*TASK DESCRIPTION*
Using the entries below, transcribe exactly the line containing "Where can the brown" and each line that follows it to the end.

— Start of ROWS —

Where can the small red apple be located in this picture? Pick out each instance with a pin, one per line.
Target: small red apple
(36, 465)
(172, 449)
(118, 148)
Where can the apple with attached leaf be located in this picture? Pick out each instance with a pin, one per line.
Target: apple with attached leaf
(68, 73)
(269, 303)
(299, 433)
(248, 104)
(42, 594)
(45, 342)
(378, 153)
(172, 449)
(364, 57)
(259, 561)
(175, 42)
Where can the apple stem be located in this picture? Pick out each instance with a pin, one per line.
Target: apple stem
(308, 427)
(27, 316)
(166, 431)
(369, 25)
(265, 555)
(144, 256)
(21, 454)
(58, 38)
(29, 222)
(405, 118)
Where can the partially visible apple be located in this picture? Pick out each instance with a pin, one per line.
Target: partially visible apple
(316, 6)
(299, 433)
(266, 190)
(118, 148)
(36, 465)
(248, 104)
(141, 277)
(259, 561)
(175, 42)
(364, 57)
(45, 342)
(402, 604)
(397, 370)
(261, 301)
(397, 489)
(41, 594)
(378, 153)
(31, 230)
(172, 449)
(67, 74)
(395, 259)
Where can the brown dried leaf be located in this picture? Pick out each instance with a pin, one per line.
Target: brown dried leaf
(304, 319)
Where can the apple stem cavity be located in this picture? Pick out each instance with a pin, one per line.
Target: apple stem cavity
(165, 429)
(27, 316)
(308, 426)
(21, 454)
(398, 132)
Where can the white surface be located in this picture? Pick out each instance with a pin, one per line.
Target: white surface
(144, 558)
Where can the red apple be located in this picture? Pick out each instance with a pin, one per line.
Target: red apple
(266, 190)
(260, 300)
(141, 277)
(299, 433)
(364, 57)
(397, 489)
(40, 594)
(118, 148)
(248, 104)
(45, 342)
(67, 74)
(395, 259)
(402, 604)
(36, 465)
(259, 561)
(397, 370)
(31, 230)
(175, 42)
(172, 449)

— End of ROWS —

*EXERCISE OUTPUT*
Where can the brown dried leaf be located in this picture? Pick out each instance with a pin, one per line.
Target: brown dried leaf
(304, 319)
Where can the apple stem cavity be located in this picture? Pick out each instance with a pin, one per line.
Target: apple stem cavity
(165, 429)
(27, 316)
(308, 426)
(21, 454)
(398, 132)
Where can the white surface be located in this picture? Pick out each instance with a pin, one per line.
Target: white surface
(144, 558)
Where can the red apple be located in this picture? Pick out each instance with a pin, one per line.
Target: red apple
(266, 190)
(260, 300)
(141, 277)
(299, 433)
(364, 57)
(397, 489)
(40, 594)
(118, 148)
(248, 104)
(45, 342)
(67, 74)
(395, 259)
(402, 604)
(36, 465)
(259, 561)
(397, 370)
(31, 230)
(175, 42)
(172, 449)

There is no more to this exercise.